- Work to be completed:
Would you copy the records below, exactly and only from their first line through the line containing "blazer in the photo above.", without any pictures?

- Exercise material:
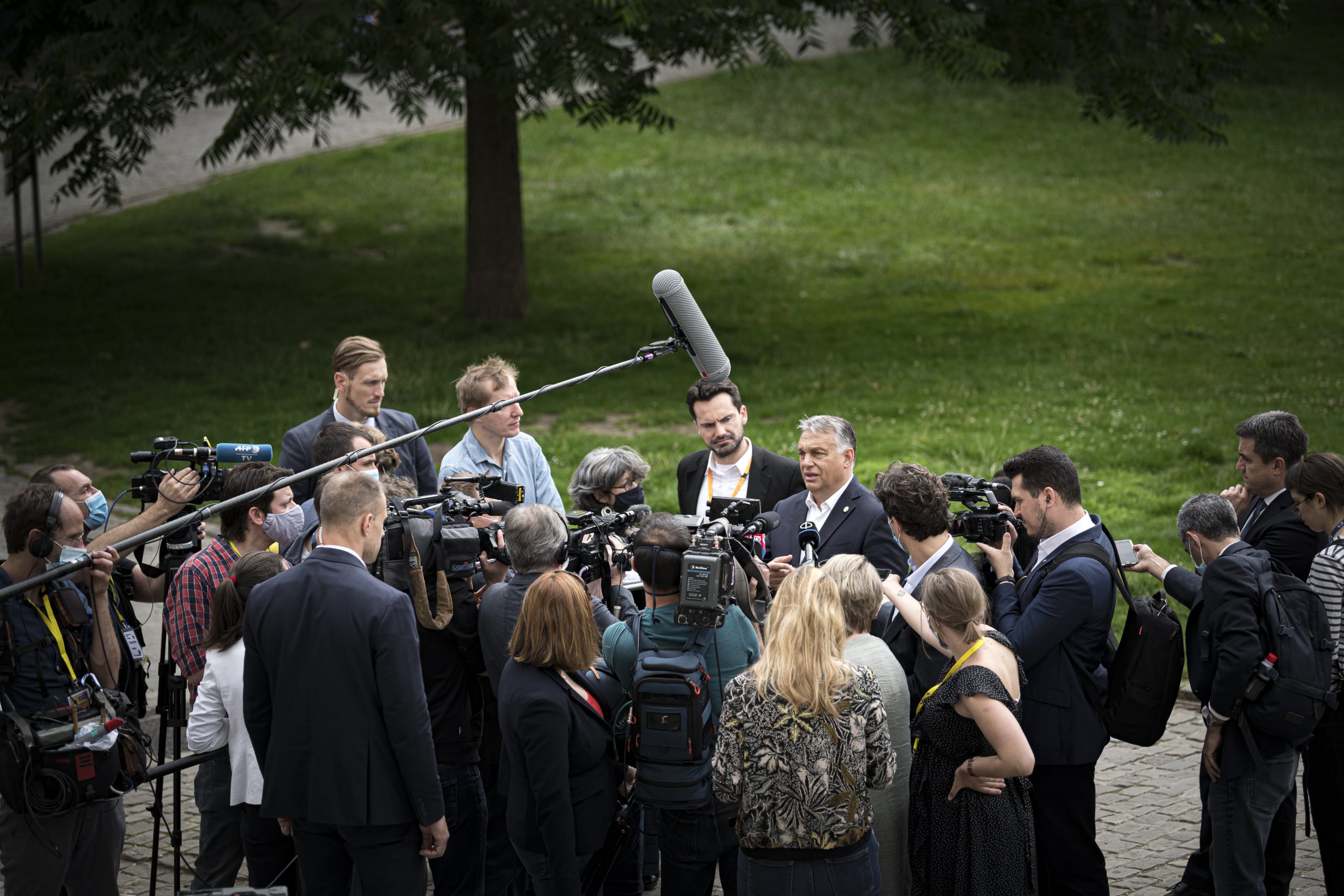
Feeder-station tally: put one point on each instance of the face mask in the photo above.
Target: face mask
(97, 511)
(627, 500)
(286, 527)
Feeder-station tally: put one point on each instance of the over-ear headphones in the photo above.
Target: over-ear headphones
(44, 543)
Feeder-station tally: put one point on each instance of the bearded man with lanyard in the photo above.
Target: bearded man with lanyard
(58, 637)
(270, 519)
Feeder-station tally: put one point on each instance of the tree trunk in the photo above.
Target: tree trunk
(496, 267)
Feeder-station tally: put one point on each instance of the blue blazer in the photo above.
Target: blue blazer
(857, 524)
(296, 450)
(334, 698)
(1067, 617)
(562, 774)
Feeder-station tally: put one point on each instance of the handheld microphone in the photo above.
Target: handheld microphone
(768, 522)
(810, 542)
(689, 325)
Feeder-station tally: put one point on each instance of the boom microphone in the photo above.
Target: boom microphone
(690, 325)
(810, 542)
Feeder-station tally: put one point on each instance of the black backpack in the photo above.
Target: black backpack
(674, 726)
(1294, 693)
(1144, 667)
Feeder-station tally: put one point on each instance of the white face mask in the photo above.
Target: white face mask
(284, 527)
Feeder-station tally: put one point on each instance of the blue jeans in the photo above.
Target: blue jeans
(1241, 810)
(461, 870)
(855, 875)
(539, 872)
(694, 842)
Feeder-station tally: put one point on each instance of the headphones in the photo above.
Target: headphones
(44, 543)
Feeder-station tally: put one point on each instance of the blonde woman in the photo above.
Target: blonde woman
(971, 823)
(804, 739)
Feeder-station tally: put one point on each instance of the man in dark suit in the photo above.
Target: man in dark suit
(335, 707)
(359, 368)
(1222, 598)
(1058, 623)
(730, 465)
(1268, 445)
(848, 519)
(916, 504)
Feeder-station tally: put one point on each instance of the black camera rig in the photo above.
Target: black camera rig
(988, 512)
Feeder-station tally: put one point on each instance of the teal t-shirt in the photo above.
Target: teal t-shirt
(733, 650)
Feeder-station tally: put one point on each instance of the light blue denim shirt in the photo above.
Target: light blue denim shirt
(524, 462)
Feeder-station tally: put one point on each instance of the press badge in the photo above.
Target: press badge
(128, 635)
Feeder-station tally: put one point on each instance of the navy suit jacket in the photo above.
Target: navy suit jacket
(296, 450)
(772, 479)
(562, 775)
(334, 699)
(857, 524)
(922, 664)
(1067, 617)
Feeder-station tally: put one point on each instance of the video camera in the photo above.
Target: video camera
(988, 512)
(717, 566)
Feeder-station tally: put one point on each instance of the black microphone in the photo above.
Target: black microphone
(810, 542)
(768, 522)
(689, 325)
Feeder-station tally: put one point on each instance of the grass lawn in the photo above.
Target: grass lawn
(963, 270)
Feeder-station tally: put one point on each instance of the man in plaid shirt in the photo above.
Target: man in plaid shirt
(255, 527)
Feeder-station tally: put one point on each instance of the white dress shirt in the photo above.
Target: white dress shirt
(909, 585)
(1057, 541)
(819, 513)
(342, 418)
(217, 721)
(726, 480)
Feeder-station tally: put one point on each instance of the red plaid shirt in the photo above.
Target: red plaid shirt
(187, 605)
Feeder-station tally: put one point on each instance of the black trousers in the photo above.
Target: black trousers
(270, 853)
(385, 853)
(1064, 804)
(1280, 852)
(1324, 779)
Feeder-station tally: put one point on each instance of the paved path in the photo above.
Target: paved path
(174, 166)
(1147, 816)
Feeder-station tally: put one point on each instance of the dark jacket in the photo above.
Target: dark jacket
(296, 450)
(921, 662)
(857, 524)
(1067, 617)
(562, 781)
(500, 606)
(334, 699)
(1229, 644)
(772, 479)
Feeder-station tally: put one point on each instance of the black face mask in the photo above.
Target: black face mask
(627, 500)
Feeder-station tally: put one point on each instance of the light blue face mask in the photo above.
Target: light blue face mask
(97, 511)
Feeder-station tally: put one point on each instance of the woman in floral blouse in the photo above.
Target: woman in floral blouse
(803, 738)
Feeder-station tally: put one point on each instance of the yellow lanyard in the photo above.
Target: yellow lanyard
(741, 480)
(50, 618)
(951, 673)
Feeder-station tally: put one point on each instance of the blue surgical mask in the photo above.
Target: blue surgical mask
(97, 511)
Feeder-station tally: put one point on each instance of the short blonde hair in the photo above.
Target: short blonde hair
(555, 625)
(804, 644)
(954, 601)
(860, 589)
(354, 352)
(479, 381)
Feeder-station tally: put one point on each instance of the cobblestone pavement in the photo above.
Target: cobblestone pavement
(1147, 816)
(174, 166)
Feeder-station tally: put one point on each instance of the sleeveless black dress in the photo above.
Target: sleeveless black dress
(976, 842)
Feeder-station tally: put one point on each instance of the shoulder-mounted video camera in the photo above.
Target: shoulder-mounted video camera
(988, 512)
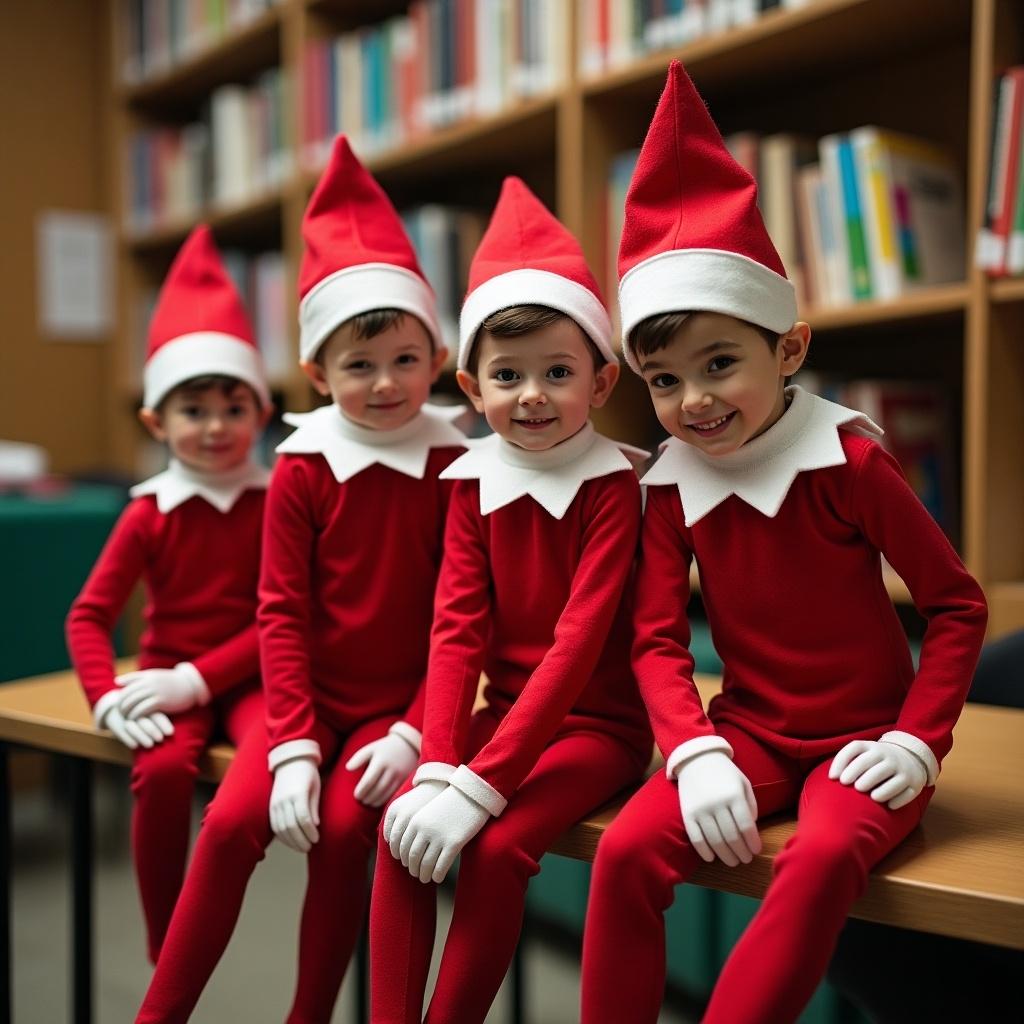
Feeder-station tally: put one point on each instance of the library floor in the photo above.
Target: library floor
(263, 946)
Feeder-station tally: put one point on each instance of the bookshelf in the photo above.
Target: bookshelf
(924, 67)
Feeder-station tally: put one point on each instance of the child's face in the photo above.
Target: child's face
(537, 389)
(718, 384)
(379, 383)
(208, 430)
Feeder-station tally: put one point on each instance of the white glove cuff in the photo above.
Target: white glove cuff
(918, 748)
(110, 699)
(433, 771)
(470, 784)
(292, 750)
(691, 749)
(196, 680)
(412, 735)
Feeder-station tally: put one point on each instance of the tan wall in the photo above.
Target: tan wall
(52, 155)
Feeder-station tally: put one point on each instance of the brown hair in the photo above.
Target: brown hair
(517, 321)
(654, 333)
(223, 383)
(371, 324)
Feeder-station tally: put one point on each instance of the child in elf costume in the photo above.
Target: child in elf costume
(352, 545)
(787, 504)
(193, 536)
(538, 552)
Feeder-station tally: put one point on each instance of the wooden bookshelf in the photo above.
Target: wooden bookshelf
(926, 67)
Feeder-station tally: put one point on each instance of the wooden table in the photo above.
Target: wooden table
(960, 873)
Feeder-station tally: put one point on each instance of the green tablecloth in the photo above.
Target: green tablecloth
(47, 547)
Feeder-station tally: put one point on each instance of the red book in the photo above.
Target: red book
(1003, 223)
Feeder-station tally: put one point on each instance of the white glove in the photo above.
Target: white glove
(438, 832)
(145, 731)
(295, 804)
(719, 810)
(891, 772)
(401, 811)
(170, 690)
(389, 761)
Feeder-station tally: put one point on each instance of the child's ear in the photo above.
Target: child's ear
(793, 348)
(153, 422)
(604, 382)
(316, 375)
(471, 388)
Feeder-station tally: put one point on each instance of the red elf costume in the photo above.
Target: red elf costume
(194, 539)
(538, 551)
(788, 531)
(352, 544)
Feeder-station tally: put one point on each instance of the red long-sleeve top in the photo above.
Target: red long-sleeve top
(539, 604)
(200, 567)
(813, 650)
(346, 592)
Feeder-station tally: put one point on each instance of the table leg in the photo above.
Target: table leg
(5, 923)
(81, 880)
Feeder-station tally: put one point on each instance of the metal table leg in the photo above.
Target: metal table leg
(5, 964)
(81, 880)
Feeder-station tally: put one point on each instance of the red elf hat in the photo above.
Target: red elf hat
(356, 256)
(693, 238)
(200, 326)
(527, 257)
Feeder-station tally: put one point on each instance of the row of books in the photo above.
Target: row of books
(613, 33)
(444, 240)
(919, 428)
(871, 214)
(262, 283)
(999, 249)
(160, 34)
(444, 61)
(237, 151)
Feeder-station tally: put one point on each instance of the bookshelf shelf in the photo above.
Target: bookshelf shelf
(1008, 290)
(920, 67)
(926, 304)
(524, 127)
(239, 53)
(259, 214)
(825, 35)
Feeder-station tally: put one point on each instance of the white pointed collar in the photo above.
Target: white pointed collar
(179, 482)
(552, 477)
(349, 449)
(761, 472)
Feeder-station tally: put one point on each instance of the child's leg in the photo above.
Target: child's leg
(778, 962)
(640, 860)
(402, 919)
(336, 898)
(162, 780)
(235, 835)
(572, 776)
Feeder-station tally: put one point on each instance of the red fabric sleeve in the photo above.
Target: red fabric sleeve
(96, 609)
(893, 519)
(233, 662)
(289, 539)
(662, 657)
(462, 607)
(608, 548)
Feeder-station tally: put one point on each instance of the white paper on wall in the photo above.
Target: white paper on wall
(74, 259)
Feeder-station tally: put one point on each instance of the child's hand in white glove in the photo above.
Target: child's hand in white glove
(169, 690)
(295, 804)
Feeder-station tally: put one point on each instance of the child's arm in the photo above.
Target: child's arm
(93, 616)
(284, 614)
(605, 563)
(716, 799)
(893, 519)
(462, 607)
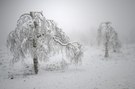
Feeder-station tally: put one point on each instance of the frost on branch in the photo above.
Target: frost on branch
(40, 38)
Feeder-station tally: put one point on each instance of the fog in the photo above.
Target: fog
(79, 19)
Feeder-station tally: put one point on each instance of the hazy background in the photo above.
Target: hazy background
(78, 18)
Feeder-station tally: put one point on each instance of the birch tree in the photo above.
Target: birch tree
(41, 38)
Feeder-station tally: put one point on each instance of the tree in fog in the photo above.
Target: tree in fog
(108, 37)
(40, 38)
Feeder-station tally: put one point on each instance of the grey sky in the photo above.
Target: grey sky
(78, 18)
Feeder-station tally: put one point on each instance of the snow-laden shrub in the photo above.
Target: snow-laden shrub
(40, 38)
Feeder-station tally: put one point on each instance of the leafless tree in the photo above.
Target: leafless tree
(109, 37)
(40, 38)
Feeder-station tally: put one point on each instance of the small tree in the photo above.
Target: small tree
(40, 38)
(109, 37)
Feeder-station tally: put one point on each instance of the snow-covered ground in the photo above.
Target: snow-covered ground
(96, 72)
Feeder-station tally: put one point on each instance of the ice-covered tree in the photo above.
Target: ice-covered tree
(108, 37)
(40, 38)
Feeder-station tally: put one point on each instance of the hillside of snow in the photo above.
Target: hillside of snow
(96, 72)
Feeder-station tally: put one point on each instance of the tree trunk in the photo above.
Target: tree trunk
(106, 49)
(35, 58)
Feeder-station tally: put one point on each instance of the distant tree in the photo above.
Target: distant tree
(109, 37)
(40, 38)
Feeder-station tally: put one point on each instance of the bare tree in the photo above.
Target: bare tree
(109, 37)
(40, 38)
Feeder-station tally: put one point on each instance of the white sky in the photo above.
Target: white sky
(78, 18)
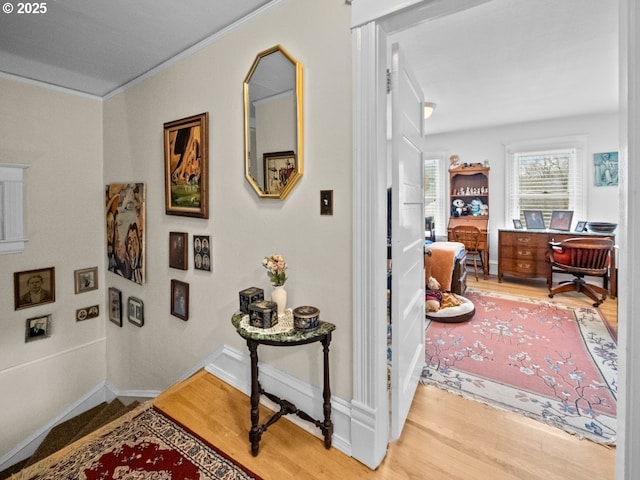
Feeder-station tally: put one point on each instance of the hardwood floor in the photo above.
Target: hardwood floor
(445, 437)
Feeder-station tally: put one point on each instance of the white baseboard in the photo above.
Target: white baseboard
(234, 368)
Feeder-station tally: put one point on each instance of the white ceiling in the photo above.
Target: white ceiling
(500, 62)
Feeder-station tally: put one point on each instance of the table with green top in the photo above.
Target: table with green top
(283, 335)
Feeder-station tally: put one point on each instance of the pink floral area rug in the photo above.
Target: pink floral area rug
(554, 363)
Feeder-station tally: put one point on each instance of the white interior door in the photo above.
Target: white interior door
(407, 284)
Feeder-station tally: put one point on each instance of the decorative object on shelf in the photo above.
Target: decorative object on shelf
(34, 287)
(248, 296)
(126, 230)
(306, 319)
(263, 314)
(186, 166)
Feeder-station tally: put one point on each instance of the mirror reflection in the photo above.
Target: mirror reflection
(273, 123)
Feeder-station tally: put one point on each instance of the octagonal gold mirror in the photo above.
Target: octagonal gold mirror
(273, 152)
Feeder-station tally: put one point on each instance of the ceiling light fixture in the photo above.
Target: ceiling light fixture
(429, 107)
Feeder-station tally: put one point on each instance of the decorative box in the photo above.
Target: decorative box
(306, 319)
(263, 314)
(248, 296)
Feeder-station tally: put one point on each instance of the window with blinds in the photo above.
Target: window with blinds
(545, 179)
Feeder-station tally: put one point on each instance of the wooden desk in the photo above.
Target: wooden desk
(283, 335)
(523, 253)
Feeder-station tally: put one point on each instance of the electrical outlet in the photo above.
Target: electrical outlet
(326, 202)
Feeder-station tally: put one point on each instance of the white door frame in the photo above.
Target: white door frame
(370, 416)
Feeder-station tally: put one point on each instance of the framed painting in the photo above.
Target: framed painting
(135, 309)
(115, 306)
(561, 220)
(178, 250)
(180, 299)
(37, 328)
(278, 168)
(605, 169)
(533, 219)
(86, 279)
(201, 252)
(34, 287)
(126, 230)
(186, 166)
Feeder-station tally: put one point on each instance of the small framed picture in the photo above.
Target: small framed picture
(34, 287)
(201, 252)
(533, 219)
(115, 306)
(86, 279)
(37, 328)
(180, 299)
(178, 250)
(561, 220)
(87, 312)
(581, 226)
(135, 309)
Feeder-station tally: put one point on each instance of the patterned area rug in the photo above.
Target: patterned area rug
(146, 445)
(551, 362)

- Answer:
Feeder-station tally: put one point on each instance of the face mask in the photo above.
Target: face mask
(97, 511)
(627, 500)
(286, 527)
Feeder-station tally: put one point on each instance of the over-ear headphones in the photo above.
Target: over-ear headphones
(44, 543)
Feeder-station tally: put one point on each instance of the bearded man with lanyard in the photo above.
Target: bearded man with lanyard
(58, 637)
(270, 519)
Feeder-station tally: put one point on each instance of the tree trunk in the photo above.
Target: tree trunk
(496, 267)
Feeder-station tally: put one point on each instance of the blue blazer in the photo above.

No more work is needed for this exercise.